Point localization data
┄┄┄┄┄┄┄┄┄┄
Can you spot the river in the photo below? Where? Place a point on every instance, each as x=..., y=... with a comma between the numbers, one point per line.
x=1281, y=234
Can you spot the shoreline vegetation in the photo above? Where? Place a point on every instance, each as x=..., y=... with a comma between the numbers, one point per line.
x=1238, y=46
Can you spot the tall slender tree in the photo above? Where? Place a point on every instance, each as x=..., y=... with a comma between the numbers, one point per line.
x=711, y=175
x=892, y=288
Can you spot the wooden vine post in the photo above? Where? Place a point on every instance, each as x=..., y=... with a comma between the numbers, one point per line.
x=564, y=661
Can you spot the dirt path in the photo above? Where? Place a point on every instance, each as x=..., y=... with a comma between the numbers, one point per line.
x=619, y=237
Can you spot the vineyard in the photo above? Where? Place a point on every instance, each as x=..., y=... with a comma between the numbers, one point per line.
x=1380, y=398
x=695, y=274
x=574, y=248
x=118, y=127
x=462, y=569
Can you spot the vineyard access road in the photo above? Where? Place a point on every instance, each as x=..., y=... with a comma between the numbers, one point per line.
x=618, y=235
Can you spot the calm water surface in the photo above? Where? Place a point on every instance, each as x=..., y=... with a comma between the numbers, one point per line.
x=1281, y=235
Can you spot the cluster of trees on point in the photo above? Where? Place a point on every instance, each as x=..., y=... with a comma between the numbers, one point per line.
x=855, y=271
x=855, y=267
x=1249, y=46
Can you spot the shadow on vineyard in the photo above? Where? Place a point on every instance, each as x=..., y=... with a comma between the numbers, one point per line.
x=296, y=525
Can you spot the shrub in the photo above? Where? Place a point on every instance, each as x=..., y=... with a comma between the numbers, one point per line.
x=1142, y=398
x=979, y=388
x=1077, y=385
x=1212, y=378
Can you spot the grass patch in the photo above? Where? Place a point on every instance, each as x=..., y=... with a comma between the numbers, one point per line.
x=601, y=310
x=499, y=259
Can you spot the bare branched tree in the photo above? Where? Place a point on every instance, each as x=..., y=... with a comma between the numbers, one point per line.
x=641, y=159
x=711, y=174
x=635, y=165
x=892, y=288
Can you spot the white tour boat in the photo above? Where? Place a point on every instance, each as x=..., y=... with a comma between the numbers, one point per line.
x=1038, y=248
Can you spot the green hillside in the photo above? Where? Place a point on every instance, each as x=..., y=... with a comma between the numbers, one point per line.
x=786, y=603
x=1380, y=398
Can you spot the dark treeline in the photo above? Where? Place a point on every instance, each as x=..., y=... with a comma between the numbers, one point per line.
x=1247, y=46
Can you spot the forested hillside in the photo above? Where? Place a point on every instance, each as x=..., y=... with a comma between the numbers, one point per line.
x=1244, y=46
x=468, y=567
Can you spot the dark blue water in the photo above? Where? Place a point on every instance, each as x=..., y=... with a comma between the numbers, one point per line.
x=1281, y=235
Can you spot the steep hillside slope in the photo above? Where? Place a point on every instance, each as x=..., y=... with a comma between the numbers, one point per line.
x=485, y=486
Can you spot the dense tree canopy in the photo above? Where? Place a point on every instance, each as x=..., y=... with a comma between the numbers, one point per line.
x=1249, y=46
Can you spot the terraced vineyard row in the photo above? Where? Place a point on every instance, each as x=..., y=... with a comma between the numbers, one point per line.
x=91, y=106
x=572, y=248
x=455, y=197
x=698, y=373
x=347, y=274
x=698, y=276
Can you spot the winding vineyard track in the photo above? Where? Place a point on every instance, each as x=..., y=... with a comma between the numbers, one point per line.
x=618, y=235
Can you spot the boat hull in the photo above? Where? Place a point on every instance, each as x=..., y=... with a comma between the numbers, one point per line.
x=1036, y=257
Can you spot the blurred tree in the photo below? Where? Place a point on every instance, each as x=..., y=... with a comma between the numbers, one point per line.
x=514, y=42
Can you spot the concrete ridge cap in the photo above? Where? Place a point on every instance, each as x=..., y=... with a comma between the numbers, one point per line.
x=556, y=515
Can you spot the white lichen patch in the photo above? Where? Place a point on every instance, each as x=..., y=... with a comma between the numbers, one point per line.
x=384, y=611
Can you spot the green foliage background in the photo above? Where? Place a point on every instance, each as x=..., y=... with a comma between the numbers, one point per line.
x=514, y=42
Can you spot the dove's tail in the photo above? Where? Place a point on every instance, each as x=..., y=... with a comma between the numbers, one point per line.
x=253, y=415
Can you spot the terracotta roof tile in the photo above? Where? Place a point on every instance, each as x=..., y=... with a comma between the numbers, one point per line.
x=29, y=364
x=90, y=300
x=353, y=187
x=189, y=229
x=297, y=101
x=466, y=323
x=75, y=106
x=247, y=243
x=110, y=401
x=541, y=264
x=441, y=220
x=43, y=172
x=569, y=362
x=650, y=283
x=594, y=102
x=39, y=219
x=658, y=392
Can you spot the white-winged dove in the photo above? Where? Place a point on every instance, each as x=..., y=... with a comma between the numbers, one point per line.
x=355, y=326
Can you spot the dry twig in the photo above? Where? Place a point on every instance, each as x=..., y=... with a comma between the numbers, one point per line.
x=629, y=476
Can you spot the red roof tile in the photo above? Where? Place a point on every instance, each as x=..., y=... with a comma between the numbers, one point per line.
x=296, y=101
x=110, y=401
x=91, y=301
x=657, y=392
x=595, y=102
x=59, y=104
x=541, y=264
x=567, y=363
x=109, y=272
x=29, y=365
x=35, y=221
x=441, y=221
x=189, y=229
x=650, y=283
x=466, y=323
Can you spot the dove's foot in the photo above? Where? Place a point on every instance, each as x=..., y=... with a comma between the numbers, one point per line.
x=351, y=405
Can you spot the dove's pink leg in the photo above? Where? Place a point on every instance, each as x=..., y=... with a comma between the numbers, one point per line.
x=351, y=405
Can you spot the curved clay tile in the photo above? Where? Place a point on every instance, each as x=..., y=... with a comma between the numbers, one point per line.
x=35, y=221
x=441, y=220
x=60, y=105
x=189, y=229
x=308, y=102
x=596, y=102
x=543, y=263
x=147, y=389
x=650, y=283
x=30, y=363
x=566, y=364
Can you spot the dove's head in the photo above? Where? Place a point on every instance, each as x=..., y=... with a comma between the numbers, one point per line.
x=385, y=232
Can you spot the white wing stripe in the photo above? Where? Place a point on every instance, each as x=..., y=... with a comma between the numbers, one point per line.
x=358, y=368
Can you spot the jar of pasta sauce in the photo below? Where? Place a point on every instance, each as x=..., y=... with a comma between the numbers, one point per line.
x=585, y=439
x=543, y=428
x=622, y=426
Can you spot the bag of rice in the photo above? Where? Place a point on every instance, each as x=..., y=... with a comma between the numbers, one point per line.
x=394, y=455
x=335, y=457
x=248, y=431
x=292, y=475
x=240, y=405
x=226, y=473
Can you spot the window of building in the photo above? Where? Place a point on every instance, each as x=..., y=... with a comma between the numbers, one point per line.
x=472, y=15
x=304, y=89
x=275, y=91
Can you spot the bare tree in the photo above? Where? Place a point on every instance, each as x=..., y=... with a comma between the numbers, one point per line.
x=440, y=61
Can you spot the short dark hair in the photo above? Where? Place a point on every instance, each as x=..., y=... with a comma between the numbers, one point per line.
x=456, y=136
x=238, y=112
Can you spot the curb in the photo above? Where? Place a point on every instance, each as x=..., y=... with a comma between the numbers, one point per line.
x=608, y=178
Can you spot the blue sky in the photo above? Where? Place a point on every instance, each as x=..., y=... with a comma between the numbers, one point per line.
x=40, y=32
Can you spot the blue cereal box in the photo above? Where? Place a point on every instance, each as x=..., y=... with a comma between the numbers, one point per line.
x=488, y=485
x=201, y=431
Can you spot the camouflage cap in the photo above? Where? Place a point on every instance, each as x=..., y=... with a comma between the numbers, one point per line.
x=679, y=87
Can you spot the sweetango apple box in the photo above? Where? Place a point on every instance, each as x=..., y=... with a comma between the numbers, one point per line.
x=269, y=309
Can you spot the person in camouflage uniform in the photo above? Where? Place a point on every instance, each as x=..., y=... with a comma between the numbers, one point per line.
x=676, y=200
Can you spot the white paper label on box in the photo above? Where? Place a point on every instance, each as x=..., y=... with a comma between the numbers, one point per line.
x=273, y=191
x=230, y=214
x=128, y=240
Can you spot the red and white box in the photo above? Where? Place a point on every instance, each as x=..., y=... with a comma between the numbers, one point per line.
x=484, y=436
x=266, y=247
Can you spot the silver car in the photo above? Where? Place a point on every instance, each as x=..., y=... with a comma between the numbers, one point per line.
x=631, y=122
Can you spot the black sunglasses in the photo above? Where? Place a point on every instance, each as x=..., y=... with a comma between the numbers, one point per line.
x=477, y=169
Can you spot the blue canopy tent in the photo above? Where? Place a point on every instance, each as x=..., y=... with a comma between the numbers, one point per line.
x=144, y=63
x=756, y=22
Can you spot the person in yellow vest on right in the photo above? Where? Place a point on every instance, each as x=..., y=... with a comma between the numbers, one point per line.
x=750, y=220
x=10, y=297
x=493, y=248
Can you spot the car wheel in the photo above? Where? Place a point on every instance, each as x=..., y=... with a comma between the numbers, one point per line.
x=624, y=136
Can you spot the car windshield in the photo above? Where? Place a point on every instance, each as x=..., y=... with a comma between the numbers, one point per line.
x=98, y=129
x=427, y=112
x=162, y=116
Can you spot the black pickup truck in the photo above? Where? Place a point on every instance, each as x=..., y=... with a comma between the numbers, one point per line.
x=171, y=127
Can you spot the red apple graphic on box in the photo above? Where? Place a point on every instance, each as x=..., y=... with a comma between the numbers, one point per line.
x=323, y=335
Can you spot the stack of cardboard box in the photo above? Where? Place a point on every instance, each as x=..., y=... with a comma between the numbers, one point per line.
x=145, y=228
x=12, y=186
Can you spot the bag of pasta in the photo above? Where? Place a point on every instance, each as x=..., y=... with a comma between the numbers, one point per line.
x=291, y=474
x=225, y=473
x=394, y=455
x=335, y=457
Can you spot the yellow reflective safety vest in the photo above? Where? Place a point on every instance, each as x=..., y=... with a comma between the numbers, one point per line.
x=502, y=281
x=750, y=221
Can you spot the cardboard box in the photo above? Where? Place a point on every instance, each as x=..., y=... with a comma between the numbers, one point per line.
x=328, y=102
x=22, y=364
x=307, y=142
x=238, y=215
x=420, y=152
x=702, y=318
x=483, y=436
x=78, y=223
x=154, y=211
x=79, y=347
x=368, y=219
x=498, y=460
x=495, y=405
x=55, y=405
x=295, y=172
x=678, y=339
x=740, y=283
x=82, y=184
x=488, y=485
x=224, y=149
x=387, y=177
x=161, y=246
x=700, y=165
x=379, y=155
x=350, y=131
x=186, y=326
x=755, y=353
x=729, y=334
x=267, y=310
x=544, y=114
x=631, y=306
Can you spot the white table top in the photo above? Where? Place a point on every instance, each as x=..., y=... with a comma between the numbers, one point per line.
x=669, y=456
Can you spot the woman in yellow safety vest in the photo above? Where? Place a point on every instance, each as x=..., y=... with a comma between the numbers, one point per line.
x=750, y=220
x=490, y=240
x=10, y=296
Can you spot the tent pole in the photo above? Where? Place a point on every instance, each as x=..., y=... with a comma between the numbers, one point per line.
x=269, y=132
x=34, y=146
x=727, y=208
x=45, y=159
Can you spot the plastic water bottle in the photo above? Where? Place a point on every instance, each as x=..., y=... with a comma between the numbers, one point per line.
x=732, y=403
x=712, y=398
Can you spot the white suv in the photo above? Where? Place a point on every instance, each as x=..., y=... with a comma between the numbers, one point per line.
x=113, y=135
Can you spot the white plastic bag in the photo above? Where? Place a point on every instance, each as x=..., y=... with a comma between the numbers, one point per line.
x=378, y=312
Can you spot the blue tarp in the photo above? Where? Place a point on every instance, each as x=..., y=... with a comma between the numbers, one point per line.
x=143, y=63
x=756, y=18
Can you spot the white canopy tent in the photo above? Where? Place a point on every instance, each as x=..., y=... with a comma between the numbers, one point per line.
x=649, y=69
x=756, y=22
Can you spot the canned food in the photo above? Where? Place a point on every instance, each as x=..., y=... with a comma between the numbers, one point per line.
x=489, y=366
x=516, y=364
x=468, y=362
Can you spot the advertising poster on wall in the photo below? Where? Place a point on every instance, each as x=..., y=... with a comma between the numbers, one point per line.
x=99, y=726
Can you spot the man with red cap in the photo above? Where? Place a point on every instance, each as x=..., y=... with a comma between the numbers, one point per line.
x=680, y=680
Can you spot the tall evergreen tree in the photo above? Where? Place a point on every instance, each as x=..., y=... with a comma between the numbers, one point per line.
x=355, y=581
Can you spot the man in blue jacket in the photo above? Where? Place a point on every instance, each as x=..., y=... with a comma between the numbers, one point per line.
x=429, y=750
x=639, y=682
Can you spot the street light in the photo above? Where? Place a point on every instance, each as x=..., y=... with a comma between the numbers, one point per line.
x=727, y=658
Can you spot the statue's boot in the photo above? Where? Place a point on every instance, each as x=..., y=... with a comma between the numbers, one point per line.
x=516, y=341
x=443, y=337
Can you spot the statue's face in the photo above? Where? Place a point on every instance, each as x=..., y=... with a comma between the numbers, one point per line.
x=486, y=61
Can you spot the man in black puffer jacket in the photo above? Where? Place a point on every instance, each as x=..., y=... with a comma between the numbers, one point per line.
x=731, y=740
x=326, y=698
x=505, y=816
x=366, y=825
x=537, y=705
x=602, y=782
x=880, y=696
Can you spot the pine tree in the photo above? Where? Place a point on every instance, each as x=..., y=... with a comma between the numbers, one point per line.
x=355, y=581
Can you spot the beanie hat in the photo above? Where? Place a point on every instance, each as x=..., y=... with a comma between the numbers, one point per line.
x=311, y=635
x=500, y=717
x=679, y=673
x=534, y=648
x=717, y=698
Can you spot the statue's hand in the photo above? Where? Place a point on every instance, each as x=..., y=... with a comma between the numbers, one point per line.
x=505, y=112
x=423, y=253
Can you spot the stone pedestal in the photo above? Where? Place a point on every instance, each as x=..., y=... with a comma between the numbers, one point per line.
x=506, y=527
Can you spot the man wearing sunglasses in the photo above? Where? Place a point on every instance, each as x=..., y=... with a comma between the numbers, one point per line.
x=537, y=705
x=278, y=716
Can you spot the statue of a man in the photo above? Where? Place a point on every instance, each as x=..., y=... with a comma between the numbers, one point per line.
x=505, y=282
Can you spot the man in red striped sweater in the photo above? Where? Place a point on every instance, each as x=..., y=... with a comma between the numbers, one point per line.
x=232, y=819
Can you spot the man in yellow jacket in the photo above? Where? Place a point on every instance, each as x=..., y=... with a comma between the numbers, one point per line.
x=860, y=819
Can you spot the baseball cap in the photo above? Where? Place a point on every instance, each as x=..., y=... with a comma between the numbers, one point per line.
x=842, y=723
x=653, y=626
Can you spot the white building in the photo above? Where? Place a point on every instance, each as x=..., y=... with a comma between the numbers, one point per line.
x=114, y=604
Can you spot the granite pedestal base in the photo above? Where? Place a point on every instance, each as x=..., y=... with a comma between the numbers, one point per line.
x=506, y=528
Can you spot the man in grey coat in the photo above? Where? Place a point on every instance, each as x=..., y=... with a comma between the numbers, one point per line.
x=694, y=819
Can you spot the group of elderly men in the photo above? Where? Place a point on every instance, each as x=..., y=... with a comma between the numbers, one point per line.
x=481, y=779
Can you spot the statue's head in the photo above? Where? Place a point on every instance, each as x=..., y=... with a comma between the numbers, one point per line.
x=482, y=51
┄┄┄┄┄┄┄┄┄┄
● Exercise requirements
Transcribe nothing except the lines from the one with "Can you spot the statue's head" through the end of the data above, each exactly as it appears.

● Response area
Can you spot the statue's head in the photo above? Where? Place a point on every instance, each as x=..., y=... with a comma between the numbers, one point per line.
x=482, y=51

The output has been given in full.